[Stored data entries]
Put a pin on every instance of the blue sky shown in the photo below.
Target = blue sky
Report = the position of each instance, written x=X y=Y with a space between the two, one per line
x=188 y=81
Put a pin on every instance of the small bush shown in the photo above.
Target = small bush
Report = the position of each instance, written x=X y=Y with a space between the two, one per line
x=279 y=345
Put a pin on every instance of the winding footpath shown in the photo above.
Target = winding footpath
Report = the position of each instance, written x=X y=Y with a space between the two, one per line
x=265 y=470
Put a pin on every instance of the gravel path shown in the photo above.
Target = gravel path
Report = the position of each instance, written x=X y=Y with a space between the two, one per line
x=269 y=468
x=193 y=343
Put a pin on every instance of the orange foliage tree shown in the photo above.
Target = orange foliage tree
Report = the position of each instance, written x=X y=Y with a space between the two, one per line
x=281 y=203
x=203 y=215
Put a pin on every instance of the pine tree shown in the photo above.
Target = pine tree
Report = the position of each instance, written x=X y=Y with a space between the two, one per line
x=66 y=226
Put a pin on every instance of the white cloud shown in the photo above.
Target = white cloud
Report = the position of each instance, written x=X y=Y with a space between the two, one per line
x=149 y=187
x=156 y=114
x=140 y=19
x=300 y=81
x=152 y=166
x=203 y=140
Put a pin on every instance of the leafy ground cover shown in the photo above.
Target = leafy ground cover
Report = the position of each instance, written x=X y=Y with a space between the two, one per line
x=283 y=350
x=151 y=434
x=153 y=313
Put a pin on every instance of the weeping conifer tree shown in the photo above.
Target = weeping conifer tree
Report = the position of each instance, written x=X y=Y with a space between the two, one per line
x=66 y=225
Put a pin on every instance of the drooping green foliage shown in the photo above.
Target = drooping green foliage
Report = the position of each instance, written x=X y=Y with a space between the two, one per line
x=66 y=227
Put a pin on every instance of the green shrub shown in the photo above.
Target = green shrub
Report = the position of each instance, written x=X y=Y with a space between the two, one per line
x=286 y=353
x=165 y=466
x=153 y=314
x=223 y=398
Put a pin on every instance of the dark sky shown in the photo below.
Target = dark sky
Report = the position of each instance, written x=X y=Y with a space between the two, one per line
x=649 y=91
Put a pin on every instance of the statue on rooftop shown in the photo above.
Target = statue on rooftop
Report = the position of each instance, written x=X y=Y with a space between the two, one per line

> Instructions for the task:
Would you please return all of the data exactly?

> Exercise output:
Put a pin on every instance of the blue sky shown in the photo below.
Target = blue sky
Report = the position of each instance, written x=X y=Y with a space between the two, one per line
x=188 y=81
Put a pin on every instance of the small bush shown in the photo above.
Target = small bush
Report = the position of each instance, written x=X y=Y with a space between the two, one per line
x=279 y=345
Put a pin on every instance of the winding footpath shown in the photo above.
Target = winding footpath
Report = the position of each instance, written x=X y=Y with a space between the two, one per line
x=265 y=470
Put a pin on every instance of the gravel path shown in the photo above.
Target = gravel path
Report = the position of each instance, written x=X y=Y with a space between the two, one per line
x=269 y=468
x=193 y=343
Put a pin on every instance of the orange foliage tree shown in the photo above.
Target = orange foliage tree
Report = the position of each instance, written x=X y=Y with a space between the two, one per line
x=281 y=203
x=203 y=215
Put a pin on every instance of the pine tree shown in the photo above.
Target = pine tree
Report = the position of each instance, written x=X y=Y with a space between the two, one per line
x=66 y=226
Put a pin on every instance of the white cloud shown in the photo above.
Target = white cloud
Report = the position of each instance, written x=X y=Y with a space between the two, one per line
x=149 y=187
x=156 y=114
x=140 y=19
x=300 y=81
x=152 y=166
x=203 y=140
Put a pin on every instance of the leafy ground cover shown in the photo above.
Target = leafy ground cover
Report = the position of each instance, written x=X y=Y with a space between the two, one per line
x=283 y=350
x=151 y=434
x=153 y=313
Put a pin on every instance of the weeping conifer tree shown in the photo above.
Target = weeping conifer tree
Report = the position of each instance, written x=X y=Y with a space between the two, one per line
x=66 y=225
Put a pin on every instance of the drooping green foliage shown in the photo above.
Target = drooping green foliage
Report = the position of each instance, written x=X y=Y with a space between the two, one per line
x=66 y=227
Put a pin on every instance of the green shrub shown in the photo above.
Target = green shrub
Report = the position of each instance, written x=X y=Y with a space between the two, one per line
x=286 y=353
x=165 y=466
x=153 y=314
x=223 y=398
Put a pin on every instance of the dark sky shown in the photo below.
Target = dark sky
Report = the position of each instance, written x=X y=Y with a space between the two, one per line
x=649 y=91
Put a pin on every instance of the statue on rooftop shown in the photo above.
Target = statue on rooftop
Report = the position of each instance, written x=X y=Y with a space between the two, one per line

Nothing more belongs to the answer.